## YOUR TASK
Only the lines from the one with "line, it would be much appreciated." to the last line belong in your answer; write them out exactly and drop the pictures.

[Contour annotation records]
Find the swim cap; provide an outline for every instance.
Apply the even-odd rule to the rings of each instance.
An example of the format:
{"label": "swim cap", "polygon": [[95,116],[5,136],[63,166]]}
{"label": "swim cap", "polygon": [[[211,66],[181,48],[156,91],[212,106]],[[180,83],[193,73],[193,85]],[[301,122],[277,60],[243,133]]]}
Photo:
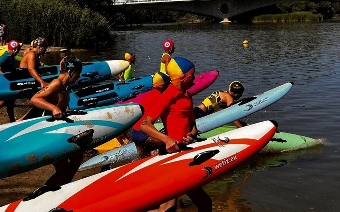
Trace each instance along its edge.
{"label": "swim cap", "polygon": [[133,52],[128,52],[124,55],[124,57],[126,60],[130,60],[131,58],[134,57],[135,54],[133,54]]}
{"label": "swim cap", "polygon": [[229,85],[229,90],[235,94],[242,94],[244,91],[244,87],[239,81],[233,81]]}
{"label": "swim cap", "polygon": [[39,47],[47,47],[47,41],[42,37],[39,37],[33,42],[33,46]]}
{"label": "swim cap", "polygon": [[7,46],[8,46],[8,49],[10,50],[16,50],[21,47],[19,42],[14,40],[8,42]]}
{"label": "swim cap", "polygon": [[180,82],[191,76],[195,72],[195,66],[188,59],[175,57],[168,64],[168,73],[172,82]]}
{"label": "swim cap", "polygon": [[171,40],[166,40],[163,42],[163,47],[165,50],[171,51],[172,47],[175,45],[175,44]]}
{"label": "swim cap", "polygon": [[70,70],[71,76],[75,72],[81,71],[83,69],[80,60],[78,57],[71,55],[66,56],[62,59],[60,65],[61,72],[66,72]]}
{"label": "swim cap", "polygon": [[157,72],[152,77],[152,86],[154,88],[160,87],[170,81],[170,77],[167,74]]}

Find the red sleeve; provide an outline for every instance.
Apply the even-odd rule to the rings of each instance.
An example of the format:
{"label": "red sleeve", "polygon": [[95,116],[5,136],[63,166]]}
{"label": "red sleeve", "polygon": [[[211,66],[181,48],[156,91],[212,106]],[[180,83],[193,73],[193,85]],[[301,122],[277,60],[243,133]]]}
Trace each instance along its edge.
{"label": "red sleeve", "polygon": [[163,93],[157,101],[155,107],[151,110],[147,116],[156,120],[165,111],[169,109],[172,99],[172,92],[167,89]]}

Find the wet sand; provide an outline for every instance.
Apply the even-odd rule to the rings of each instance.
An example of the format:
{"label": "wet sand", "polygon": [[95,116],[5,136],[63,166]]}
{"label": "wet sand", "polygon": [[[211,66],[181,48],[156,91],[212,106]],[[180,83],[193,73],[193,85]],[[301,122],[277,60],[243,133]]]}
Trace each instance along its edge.
{"label": "wet sand", "polygon": [[[27,102],[24,100],[17,100],[16,104],[19,106],[14,108],[15,119],[17,119],[27,113],[30,108],[26,106],[27,105]],[[0,109],[0,124],[9,122],[6,108],[3,108]],[[84,160],[89,158],[84,158]],[[98,168],[89,171],[77,172],[73,180],[77,180],[84,176],[94,174],[100,171],[100,169]],[[44,185],[55,172],[54,168],[51,165],[0,179],[0,206],[7,205],[26,197],[29,194]]]}

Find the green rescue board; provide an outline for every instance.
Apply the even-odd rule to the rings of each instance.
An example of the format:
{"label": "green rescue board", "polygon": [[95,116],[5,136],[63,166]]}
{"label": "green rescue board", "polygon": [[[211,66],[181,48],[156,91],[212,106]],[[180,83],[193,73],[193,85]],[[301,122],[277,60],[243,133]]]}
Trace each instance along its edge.
{"label": "green rescue board", "polygon": [[[215,130],[202,133],[199,137],[201,138],[209,138],[216,135],[230,131],[236,129],[233,126],[224,125]],[[223,140],[226,138],[220,138]],[[260,153],[273,154],[292,151],[321,145],[323,141],[319,139],[314,139],[305,136],[277,132],[273,138],[264,148]]]}

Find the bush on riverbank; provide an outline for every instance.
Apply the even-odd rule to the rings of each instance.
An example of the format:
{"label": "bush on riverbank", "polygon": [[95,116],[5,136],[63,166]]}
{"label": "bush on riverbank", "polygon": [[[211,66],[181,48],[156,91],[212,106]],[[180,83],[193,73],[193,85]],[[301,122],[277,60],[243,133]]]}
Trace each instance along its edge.
{"label": "bush on riverbank", "polygon": [[322,20],[322,15],[321,14],[313,14],[310,12],[299,12],[292,13],[262,15],[254,17],[253,19],[253,22],[321,21]]}
{"label": "bush on riverbank", "polygon": [[42,36],[49,45],[84,46],[106,42],[114,37],[104,17],[72,3],[1,0],[0,19],[9,26],[9,39],[25,43]]}

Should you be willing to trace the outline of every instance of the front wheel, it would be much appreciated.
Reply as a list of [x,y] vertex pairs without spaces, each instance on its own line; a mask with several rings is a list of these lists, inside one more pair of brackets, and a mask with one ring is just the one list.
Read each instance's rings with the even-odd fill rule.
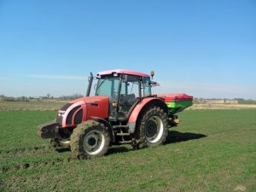
[[71,150],[78,159],[102,156],[108,150],[109,143],[108,128],[94,120],[79,125],[71,135]]
[[135,132],[133,147],[158,146],[168,135],[167,113],[160,107],[152,107],[140,115]]

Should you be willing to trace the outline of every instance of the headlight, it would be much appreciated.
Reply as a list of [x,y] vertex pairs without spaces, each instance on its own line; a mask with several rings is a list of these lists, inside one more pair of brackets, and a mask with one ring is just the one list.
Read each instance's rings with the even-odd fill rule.
[[63,116],[64,116],[64,113],[58,113],[58,116],[59,116],[59,117],[63,117]]

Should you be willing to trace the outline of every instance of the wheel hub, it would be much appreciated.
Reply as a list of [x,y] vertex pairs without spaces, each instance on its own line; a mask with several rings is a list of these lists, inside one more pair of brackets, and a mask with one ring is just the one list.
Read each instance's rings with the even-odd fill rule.
[[145,125],[145,137],[149,143],[157,143],[163,134],[163,122],[155,115],[148,119]]
[[157,124],[154,120],[149,120],[147,124],[146,136],[148,137],[154,137],[157,132]]
[[93,152],[96,150],[102,143],[101,136],[98,132],[89,132],[84,139],[84,148],[85,151]]

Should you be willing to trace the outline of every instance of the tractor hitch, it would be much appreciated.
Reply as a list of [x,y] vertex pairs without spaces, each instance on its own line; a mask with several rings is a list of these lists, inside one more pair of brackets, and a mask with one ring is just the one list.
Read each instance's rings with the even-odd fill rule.
[[58,138],[60,137],[59,126],[58,123],[53,121],[42,124],[38,126],[38,136],[44,139]]

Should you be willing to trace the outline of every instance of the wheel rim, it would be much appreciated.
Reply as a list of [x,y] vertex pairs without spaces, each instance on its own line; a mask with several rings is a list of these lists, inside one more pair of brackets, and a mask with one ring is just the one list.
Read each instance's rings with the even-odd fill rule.
[[157,143],[164,132],[164,124],[158,116],[152,116],[148,119],[145,127],[146,139],[149,143]]
[[105,144],[105,137],[101,131],[91,131],[84,138],[84,148],[89,154],[100,153]]

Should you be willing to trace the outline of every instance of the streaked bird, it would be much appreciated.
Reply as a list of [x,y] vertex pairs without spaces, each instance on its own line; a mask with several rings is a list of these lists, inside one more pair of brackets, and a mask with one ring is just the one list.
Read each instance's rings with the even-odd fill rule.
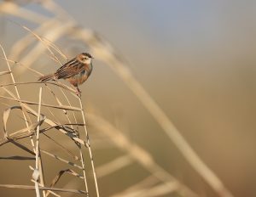
[[66,79],[77,88],[77,94],[80,95],[79,85],[84,83],[90,76],[92,71],[92,59],[90,53],[82,53],[67,62],[55,73],[43,76],[38,81],[44,82],[50,80]]

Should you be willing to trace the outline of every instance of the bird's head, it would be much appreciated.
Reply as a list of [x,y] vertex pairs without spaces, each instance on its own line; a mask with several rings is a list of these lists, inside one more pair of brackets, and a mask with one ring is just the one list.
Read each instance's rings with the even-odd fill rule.
[[90,65],[93,57],[88,53],[82,53],[77,56],[77,59],[83,64]]

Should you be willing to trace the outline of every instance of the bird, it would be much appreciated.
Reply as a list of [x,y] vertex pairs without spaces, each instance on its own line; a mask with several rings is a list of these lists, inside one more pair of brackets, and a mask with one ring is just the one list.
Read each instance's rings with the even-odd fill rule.
[[82,53],[60,67],[55,73],[42,76],[38,81],[45,82],[50,80],[66,79],[77,89],[77,95],[81,95],[79,85],[84,83],[92,71],[92,59],[88,53]]

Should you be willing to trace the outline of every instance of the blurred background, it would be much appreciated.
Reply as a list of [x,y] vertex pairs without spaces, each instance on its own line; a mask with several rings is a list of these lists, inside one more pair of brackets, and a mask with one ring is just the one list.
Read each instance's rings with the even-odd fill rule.
[[[55,16],[39,1],[17,2],[24,10]],[[2,1],[0,6],[5,3]],[[80,26],[95,31],[109,42],[234,196],[256,196],[255,1],[55,3],[67,11],[68,19],[73,18]],[[0,42],[7,54],[18,40],[29,34],[16,23],[30,29],[40,25],[3,9],[0,17]],[[47,35],[44,37],[48,38]],[[84,43],[71,37],[63,37],[55,43],[69,59],[90,51]],[[14,60],[26,64],[22,56]],[[1,67],[6,66],[4,64],[2,61]],[[91,76],[81,87],[85,112],[109,121],[199,196],[218,196],[123,81],[102,61],[96,59],[93,64]],[[57,66],[45,53],[32,64],[33,69],[44,74],[55,70]],[[20,82],[38,79],[26,72],[16,77]],[[33,93],[31,97],[37,98]],[[2,105],[1,111],[5,108]],[[122,155],[122,150],[111,144],[109,137],[102,135],[90,121],[88,130],[96,166]],[[7,155],[11,147],[2,146],[0,154]],[[12,166],[10,162],[0,160],[0,183],[24,183],[20,175],[24,172],[15,172],[14,178],[4,170]],[[121,193],[147,173],[133,164],[99,178],[102,196]],[[15,195],[15,192],[0,189],[1,196]],[[25,194],[34,196],[33,192]],[[160,196],[180,195],[170,193]]]

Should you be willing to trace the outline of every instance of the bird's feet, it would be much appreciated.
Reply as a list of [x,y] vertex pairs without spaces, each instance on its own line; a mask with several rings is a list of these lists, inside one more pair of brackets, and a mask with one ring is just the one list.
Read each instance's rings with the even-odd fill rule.
[[81,93],[82,92],[79,90],[79,88],[77,87],[77,92],[76,92],[76,94],[81,98]]

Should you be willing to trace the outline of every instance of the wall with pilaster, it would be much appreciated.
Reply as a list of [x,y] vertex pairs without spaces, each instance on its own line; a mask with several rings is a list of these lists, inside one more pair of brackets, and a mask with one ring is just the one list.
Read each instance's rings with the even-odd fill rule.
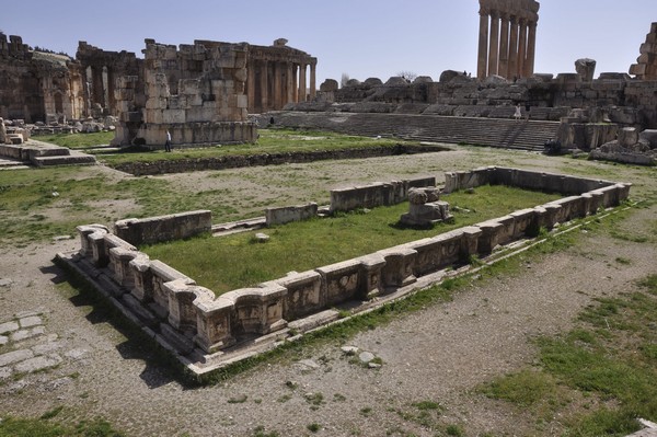
[[631,187],[519,169],[446,173],[447,192],[483,184],[517,185],[569,196],[219,297],[174,268],[149,260],[100,225],[78,227],[80,250],[68,262],[102,284],[106,296],[154,338],[177,354],[195,357],[203,367],[203,363],[211,363],[211,354],[237,342],[276,332],[289,335],[285,331],[288,325],[315,327],[313,314],[318,312],[349,300],[387,295],[413,285],[418,277],[535,235],[541,227],[552,229],[556,223],[618,206],[629,197]]

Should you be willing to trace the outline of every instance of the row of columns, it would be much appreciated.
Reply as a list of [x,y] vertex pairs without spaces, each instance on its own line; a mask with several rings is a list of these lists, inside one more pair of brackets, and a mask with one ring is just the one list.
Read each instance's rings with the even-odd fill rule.
[[306,102],[309,97],[313,100],[316,95],[316,65],[254,60],[249,68],[246,94],[250,113],[283,110],[288,103]]
[[495,10],[480,10],[477,78],[493,74],[507,79],[532,76],[537,21]]

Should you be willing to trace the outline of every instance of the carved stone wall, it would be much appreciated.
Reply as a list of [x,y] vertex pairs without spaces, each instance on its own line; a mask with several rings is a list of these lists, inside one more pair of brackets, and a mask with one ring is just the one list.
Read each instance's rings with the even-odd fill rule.
[[143,77],[143,60],[134,53],[106,51],[81,41],[76,59],[79,62],[77,95],[84,97],[90,115],[118,115],[114,91],[116,81],[123,76]]
[[168,131],[173,145],[254,141],[244,92],[247,48],[245,43],[199,41],[178,48],[146,39],[143,76],[117,81],[120,126],[114,142],[139,139],[163,147]]
[[0,33],[0,117],[27,123],[48,120],[48,115],[71,118],[79,102],[71,97],[76,74],[70,58],[33,51],[20,36]]
[[249,112],[260,114],[283,110],[288,103],[314,100],[316,64],[316,58],[288,47],[284,38],[269,47],[249,46]]
[[[149,44],[153,45],[154,41],[147,41],[147,50]],[[180,51],[175,49],[175,54],[168,51],[171,48],[163,48],[164,58],[157,66],[151,62],[150,69],[155,68],[164,73],[170,94],[178,95],[181,80],[196,79],[206,70],[211,70],[210,76],[216,76],[210,80],[223,80],[220,70],[235,68],[220,65],[230,64],[226,50],[230,50],[228,47],[231,46],[237,45],[196,41],[193,45],[182,45]],[[287,46],[287,41],[283,38],[268,47],[246,43],[240,46],[241,67],[234,85],[239,90],[237,94],[243,97],[228,102],[230,112],[283,110],[288,103],[315,97],[316,58]],[[212,64],[215,61],[207,58],[212,51],[222,54],[220,64]],[[212,56],[218,59],[216,55]],[[11,35],[8,39],[0,33],[0,116],[34,123],[119,116],[129,112],[131,114],[126,123],[132,124],[130,133],[135,138],[135,117],[138,110],[146,106],[148,99],[146,81],[154,79],[145,72],[145,62],[134,53],[107,51],[85,42],[79,43],[76,59],[71,59],[65,55],[34,51],[23,44],[20,36]],[[123,79],[126,77],[132,79],[126,81]],[[201,93],[215,95],[211,89]],[[227,114],[226,106],[222,111],[221,117],[226,119],[245,118],[244,114]]]

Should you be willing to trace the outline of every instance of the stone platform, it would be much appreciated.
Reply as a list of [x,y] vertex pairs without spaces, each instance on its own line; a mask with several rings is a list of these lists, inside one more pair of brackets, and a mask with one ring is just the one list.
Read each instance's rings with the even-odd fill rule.
[[91,154],[34,139],[28,139],[22,145],[0,145],[0,159],[36,166],[96,163]]

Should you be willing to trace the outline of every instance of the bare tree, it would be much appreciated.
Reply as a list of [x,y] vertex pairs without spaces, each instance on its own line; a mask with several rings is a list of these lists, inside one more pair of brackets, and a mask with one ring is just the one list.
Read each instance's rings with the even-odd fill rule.
[[349,74],[343,73],[342,78],[339,79],[339,88],[345,88],[347,85],[348,81],[349,81]]
[[397,76],[403,78],[406,82],[413,82],[417,78],[417,73],[414,73],[413,71],[400,71]]

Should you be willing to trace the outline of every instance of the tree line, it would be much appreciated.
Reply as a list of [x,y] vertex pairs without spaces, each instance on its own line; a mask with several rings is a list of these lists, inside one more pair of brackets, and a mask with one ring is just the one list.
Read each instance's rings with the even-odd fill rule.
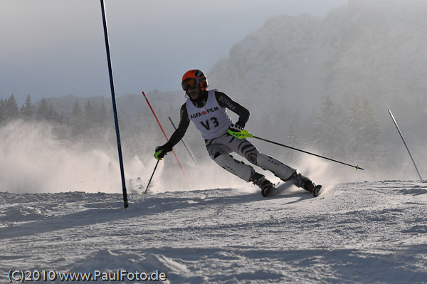
[[[107,109],[103,102],[95,105],[90,100],[80,105],[77,99],[70,107],[70,115],[64,115],[58,113],[46,99],[42,99],[37,106],[34,105],[30,95],[19,107],[12,94],[7,99],[0,99],[0,126],[17,119],[48,122],[56,125],[56,135],[60,139],[84,141],[88,146],[93,147],[113,146],[116,143],[110,107]],[[168,116],[178,114],[179,107],[180,105],[169,109],[159,107],[156,111],[164,123],[168,123]],[[312,149],[319,154],[343,159],[344,162],[352,159],[359,161],[361,165],[362,163],[375,163],[384,157],[379,122],[375,119],[369,99],[364,95],[355,95],[351,105],[346,107],[327,97],[308,117],[302,117],[297,111],[253,115],[258,118],[250,120],[247,126],[250,132],[290,147]],[[123,137],[122,144],[125,151],[128,149],[130,155],[153,150],[151,148],[157,145],[149,143],[164,142],[164,138],[151,112],[141,111],[135,116],[134,121],[121,119],[119,113],[119,122]],[[175,124],[177,125],[178,121]],[[168,133],[169,136],[171,131],[169,130]],[[203,152],[199,135],[186,135],[184,139],[186,144],[194,145],[197,154]],[[272,155],[278,152],[273,145],[263,144],[263,147]],[[279,150],[279,152],[285,153],[287,160],[300,157],[300,154],[294,151]]]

## FINISHED EXERCISE
Should you be willing to trace the outline of every instance of the tree line, it would be much appreciated.
Reply as a list of [x,y] vertex pairs without spaces, each instance on its own line; a mask with several rings is a list of these lists, inside one more pair of brackets, and a mask with one ring is just the one list.
Read each instance's rings with the even-odd fill rule.
[[[107,109],[103,102],[95,105],[90,100],[80,105],[77,99],[70,107],[70,115],[64,115],[58,113],[46,99],[42,99],[37,106],[34,105],[30,95],[19,107],[12,94],[7,99],[0,99],[0,126],[17,119],[48,122],[56,125],[56,135],[60,139],[84,141],[88,146],[93,147],[113,146],[116,143],[110,107]],[[168,116],[178,114],[179,107],[180,105],[169,109],[159,107],[156,111],[164,123],[168,123]],[[312,149],[319,154],[343,159],[344,162],[352,159],[359,161],[361,165],[362,163],[375,163],[384,157],[379,122],[375,119],[369,99],[364,95],[355,95],[351,105],[346,107],[327,97],[308,117],[302,117],[297,111],[253,115],[258,118],[250,120],[247,126],[250,132],[290,147]],[[123,137],[122,144],[125,151],[128,149],[130,155],[153,150],[151,148],[157,145],[149,143],[164,142],[164,138],[151,112],[141,111],[135,116],[134,121],[121,119],[119,113],[119,122]],[[175,124],[177,125],[178,121]],[[168,133],[169,136],[171,131],[169,130]],[[203,152],[199,135],[186,135],[184,139],[186,144],[194,145],[197,154]],[[272,155],[278,152],[273,145],[263,144],[263,147]],[[279,150],[279,152],[285,153],[287,160],[300,157],[300,154],[294,151]]]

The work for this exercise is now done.